◆ Work item A
Reproduce the part of the Agatha Christie text that begins at the words "The tone of" and stops after "pills ever since!".
◆ Work item B
Answer these questions from the Agatha Christie text:
(i) In which magazine was the article first published?
(ii) How many publishers refused the book?
(iii) What reason does Christie give for firearms making her nervous?
------ Source text ------
Drugs and Detective Stories is an article written by Agatha Christie in 1941 in which she reminisces about the writing of The Mysterious Affair at Styles and the use of poisons in her stories. The article was published in the University College Hospital Magazine, Vol 26, issue 6, 1941. It was not republished until 2016, when it appeared in a special edition of Curtain, published in a box set with The Mysterious Affair at Styles, to mark the centenary of the writing of that novel, and since then, in various recent editions of "The Mysterious Affair at Styles".
In the article, Christie reflects on how odd it felt to be doing the same job in 1941 as in 1916, only now she was "much less confident", "much more apprehensive of making a mistake". She used to regard with scorn "old dug-outs" "too slow for anything" and now she was a "dug-out" herself. "So is Time avenged".
She recalls "Styles"--how she had already decided on the victim and murderer and finally found inspiration for the means of murder in one of her instructional books on the art of dispensing. The fate of the book was accompanied by "the usual vicissitudes--refusal by two publishers, loss of the manuscript by another, discouraging criticism...."
Christie states that poisons remain her preferred murder weapon in her stories. "Firearms make me acutely nervous" because she knows little about them, whereas she is more sure of her ground when it comes to poisons. Moreover there is a fair amount of latitude. Even if in reality death was unlikely to occur in the manner described in the story, no one could say for certain that it couldn't because "neither doctors nor pharmacists ever agree as to what is going to be lethal". But there are limitations to choosing poisons--it can't be too rare or that will narrow the list of suspects, good taste rules out the description of the effects--"the 'facts of death' have to be tactfully disguised".
The tone of the article is light-hearted, and spiced with personal anecdotes and observations. She describes how, in a dispensing manual there was "a naive and revealing" sentence: "...but the best dispensers do not breathe on their pills however much this may facilitate their manipulation...." She adds that she has had a distinct preference for mass-produced pills ever since!
------ Source data ------
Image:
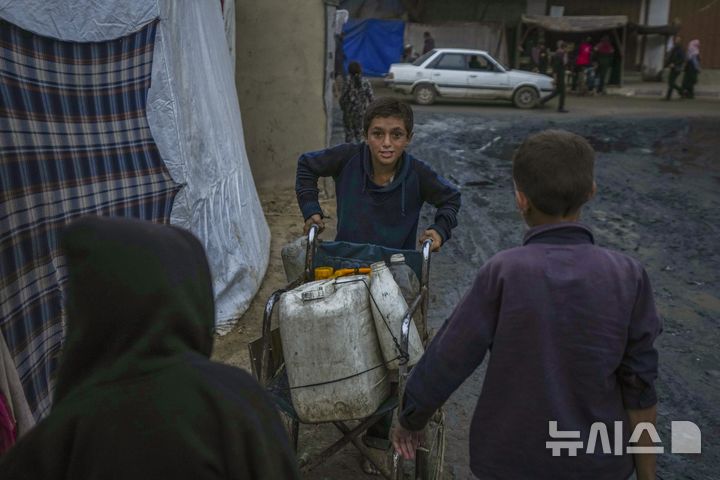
------
◆ Exercise result A
The tone of the article is light-hearted, and spiced with personal anecdotes and observations. She describes how, in a dispensing manual there was "a naive and revealing" sentence: "...but the best dispensers do not breathe on their pills however much this may facilitate their manipulation...." She adds that she has had a distinct preference for mass-produced pills ever since!

◆ Exercise result B
(i) The University College Hospital Magazine
(ii) Two
(iii) She knows little about them.